SUPPLIED DATA.
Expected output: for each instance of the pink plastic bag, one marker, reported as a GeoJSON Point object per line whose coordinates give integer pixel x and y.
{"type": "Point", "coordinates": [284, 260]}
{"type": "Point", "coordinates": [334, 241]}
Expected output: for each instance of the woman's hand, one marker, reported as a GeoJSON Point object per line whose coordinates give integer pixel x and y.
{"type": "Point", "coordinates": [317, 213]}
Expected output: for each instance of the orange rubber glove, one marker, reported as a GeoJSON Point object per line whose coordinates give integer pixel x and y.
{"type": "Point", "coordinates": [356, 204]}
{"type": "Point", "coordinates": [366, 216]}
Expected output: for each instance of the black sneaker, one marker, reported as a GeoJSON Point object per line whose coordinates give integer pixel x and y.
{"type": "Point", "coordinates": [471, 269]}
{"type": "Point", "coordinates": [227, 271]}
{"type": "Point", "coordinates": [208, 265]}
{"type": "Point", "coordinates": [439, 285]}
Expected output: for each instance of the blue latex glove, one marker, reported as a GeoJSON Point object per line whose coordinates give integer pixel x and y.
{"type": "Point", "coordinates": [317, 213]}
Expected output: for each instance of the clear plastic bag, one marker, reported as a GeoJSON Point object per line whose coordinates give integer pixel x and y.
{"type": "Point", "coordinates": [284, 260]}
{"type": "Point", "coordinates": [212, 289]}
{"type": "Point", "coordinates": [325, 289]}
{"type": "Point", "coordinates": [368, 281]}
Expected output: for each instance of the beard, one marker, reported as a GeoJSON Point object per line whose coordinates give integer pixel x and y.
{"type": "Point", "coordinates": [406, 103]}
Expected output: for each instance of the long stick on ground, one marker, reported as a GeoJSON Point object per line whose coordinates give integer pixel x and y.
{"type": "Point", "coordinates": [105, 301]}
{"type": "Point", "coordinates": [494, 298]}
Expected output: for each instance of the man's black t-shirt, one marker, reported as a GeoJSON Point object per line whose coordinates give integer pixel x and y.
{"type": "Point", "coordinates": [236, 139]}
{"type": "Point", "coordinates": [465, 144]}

DIRECTIONS. The lines to write out run from the one with "Expected output: for each instance of the man's" through the end of the records. Give them exactly, and only them.

SOLVED EXERCISE.
Expected output: for each instance of the man's black t-shirt, one marker, reported as a GeoJSON Point object per line whose coordinates give integer pixel x and y.
{"type": "Point", "coordinates": [236, 139]}
{"type": "Point", "coordinates": [465, 144]}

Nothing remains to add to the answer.